Texto citado

=====

Com nota, Dilma rejeitou papel de testemunha da corrupção no governo Lula

Tempo de leitura: 6 min

por Luiz Carlos Azenha

O ministro relator da Ação Penal 470, Joaquim Barbosa, tem um currículo impecável. O blogueiro Eduardo Guimarães já demonstrou (aqui e aqui) a hipocrisia dos críticos que passaram a adular Barbosa depois da atuação dele no caso do mensalão. Hipocrisia, aliás, que também é dos que elogiaram Barbosa quando ele enfrentou Gilmar Mendes no plenário do STF e que agora o criticam. E que também alcança aqueles que elogiaram decisões importantes do STF no passado — como no caso das células tronco, do reconhecimento da união homoafetiva e das cotas raciais –, mas que agora questionam a legitimidade do tribunal.

Já foi observado que o julgamento poderá ou não ter reflexos futuros em casos similares apreciados pela Justiça, inclusive pelo próprio STF. Se não tiver, só então poderia se argumentar que foi, de fato, um julgamento de exceção.

=====

Dados de origem
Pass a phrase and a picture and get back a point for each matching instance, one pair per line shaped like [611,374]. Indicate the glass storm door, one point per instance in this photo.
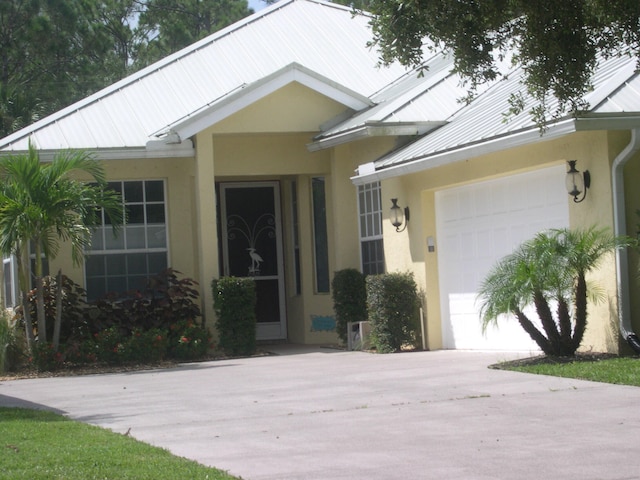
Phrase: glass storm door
[252,247]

=====

Tarefa proposta
Explique, em uma a três frases, sob qual condição o texto sobre o julgamento da Ação Penal 470 admite que se argumente que houve um julgamento de exceção.

Resposta redigida
Segundo o texto, o julgamento poderá ou não ter reflexos futuros em casos similares apreciados pela Justiça, inclusive pelo próprio STF. Somente se não tiver esses reflexos é que se poderia argumentar que foi, de fato, um julgamento de exceção.